(Information given Opens)

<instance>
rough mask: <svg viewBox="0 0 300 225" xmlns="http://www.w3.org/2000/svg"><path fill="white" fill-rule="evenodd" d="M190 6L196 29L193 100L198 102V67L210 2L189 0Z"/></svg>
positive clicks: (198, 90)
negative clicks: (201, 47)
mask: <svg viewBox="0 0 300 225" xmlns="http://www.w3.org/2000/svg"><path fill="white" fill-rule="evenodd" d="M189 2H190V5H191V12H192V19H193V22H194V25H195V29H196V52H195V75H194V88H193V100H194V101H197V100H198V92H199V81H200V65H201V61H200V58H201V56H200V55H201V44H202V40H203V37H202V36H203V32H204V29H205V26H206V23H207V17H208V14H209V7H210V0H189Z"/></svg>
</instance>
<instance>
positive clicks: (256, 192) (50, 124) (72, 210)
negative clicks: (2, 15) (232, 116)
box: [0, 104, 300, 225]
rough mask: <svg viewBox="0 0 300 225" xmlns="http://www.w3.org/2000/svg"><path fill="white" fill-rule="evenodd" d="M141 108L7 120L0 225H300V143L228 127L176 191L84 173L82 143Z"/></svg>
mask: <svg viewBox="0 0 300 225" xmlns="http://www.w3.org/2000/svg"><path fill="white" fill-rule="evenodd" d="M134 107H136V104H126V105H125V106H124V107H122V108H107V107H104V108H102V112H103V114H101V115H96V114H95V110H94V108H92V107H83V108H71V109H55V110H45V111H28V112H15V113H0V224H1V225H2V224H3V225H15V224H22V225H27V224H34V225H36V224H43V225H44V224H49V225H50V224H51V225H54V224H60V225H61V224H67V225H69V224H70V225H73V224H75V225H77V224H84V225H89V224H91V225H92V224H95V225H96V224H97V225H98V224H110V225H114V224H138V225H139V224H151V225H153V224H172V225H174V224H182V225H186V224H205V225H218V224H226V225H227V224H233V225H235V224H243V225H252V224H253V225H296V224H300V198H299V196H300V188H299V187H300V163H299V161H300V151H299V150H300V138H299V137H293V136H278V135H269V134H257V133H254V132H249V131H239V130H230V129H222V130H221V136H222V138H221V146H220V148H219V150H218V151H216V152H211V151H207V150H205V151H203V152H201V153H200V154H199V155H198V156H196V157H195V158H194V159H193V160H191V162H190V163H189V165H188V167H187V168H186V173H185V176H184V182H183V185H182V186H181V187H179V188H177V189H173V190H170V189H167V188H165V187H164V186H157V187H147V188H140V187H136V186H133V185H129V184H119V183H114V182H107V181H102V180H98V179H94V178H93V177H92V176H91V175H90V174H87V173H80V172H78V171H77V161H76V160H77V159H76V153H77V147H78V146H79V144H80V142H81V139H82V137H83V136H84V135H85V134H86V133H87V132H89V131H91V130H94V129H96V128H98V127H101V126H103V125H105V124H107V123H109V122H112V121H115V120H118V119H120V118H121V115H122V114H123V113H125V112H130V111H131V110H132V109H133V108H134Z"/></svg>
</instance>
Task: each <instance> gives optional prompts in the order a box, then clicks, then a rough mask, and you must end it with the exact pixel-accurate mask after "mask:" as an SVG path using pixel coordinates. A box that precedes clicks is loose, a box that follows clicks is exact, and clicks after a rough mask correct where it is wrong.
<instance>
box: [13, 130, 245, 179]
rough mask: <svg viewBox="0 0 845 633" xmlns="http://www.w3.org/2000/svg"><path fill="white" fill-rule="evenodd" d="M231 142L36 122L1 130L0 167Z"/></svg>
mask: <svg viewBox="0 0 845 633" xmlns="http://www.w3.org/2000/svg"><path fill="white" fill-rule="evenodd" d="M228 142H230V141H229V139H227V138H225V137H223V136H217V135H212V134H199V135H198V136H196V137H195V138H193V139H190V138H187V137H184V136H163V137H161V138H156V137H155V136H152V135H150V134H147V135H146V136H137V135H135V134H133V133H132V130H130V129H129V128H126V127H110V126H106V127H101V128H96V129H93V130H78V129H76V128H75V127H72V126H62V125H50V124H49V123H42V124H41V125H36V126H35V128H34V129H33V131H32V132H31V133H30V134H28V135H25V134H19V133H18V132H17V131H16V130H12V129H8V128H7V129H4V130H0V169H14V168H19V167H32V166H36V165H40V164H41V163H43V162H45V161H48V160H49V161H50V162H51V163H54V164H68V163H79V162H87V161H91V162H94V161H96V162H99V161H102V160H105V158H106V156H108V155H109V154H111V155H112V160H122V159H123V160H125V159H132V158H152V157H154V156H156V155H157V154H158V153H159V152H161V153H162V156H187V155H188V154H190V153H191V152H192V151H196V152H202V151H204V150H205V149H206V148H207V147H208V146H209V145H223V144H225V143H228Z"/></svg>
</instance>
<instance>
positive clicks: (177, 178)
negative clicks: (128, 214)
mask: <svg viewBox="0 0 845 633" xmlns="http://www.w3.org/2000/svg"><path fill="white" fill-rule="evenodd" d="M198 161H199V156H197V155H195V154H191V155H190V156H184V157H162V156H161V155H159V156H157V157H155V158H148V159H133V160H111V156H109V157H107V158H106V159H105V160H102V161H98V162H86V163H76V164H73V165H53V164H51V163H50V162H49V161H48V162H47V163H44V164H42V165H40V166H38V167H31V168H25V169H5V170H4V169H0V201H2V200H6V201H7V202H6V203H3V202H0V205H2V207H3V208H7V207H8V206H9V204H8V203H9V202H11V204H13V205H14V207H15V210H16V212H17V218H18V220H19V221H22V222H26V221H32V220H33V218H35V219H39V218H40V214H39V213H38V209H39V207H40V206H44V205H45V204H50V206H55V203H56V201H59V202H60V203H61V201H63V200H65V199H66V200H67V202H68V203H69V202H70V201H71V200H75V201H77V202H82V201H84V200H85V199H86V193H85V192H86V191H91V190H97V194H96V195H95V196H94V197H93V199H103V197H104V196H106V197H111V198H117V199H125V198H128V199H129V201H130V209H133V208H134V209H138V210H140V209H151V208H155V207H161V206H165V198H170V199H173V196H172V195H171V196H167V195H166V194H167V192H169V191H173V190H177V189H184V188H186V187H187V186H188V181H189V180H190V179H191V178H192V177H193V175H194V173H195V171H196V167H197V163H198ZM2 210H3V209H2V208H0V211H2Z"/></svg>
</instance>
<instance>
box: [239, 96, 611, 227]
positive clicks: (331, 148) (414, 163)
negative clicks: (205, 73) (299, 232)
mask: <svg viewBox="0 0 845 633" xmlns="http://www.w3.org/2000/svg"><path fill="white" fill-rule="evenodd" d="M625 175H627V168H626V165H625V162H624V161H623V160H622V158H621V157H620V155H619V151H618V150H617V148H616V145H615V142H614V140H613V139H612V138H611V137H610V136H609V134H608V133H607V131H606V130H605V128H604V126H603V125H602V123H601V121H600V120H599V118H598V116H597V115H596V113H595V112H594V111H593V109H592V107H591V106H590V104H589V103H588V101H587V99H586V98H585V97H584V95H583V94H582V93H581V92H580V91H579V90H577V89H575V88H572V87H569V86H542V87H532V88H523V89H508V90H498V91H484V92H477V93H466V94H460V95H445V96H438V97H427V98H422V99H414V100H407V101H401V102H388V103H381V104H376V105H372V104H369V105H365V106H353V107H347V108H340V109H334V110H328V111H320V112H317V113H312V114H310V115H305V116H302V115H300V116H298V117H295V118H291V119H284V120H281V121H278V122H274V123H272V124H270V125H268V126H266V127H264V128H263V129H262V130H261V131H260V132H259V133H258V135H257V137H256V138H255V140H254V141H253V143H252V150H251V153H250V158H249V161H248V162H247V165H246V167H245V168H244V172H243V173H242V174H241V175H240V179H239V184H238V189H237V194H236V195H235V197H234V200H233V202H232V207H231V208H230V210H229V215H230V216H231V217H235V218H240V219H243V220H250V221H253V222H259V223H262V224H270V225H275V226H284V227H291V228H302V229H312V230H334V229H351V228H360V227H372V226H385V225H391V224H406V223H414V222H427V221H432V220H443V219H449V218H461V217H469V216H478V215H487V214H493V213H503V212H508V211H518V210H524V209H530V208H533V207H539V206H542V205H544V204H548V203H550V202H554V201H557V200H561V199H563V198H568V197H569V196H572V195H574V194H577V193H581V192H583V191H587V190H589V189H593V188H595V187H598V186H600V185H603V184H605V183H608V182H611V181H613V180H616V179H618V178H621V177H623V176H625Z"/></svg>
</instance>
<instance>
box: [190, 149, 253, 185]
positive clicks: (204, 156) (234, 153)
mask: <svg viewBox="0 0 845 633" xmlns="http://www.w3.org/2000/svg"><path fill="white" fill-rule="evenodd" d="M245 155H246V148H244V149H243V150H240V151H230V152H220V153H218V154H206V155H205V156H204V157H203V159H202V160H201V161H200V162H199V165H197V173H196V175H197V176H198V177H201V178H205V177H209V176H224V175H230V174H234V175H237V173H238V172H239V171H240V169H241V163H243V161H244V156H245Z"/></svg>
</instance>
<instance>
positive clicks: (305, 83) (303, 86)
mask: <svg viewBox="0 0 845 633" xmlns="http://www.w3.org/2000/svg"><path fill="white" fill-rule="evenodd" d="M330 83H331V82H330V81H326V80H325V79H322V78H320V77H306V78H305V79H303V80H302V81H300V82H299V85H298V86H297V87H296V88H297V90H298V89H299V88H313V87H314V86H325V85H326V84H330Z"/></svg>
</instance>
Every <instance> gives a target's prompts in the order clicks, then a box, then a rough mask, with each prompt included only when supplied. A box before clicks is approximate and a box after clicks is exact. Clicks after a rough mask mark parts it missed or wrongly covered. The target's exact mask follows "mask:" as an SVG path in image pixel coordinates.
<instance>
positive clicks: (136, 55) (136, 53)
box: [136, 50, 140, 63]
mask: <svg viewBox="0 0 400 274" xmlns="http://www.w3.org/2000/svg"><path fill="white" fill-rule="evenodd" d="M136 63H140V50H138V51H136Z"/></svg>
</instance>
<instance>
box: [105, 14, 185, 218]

(Information given Closes)

## About this exercise
In the entries above, find the line with "positive clicks: (256, 192)" and the line with "box: [0, 104, 300, 225]", then set down exactly those two and every line between them, nothing else.

## Final answer
positive clicks: (256, 192) (50, 124) (72, 210)
negative clicks: (2, 15) (232, 116)
box: [0, 104, 300, 225]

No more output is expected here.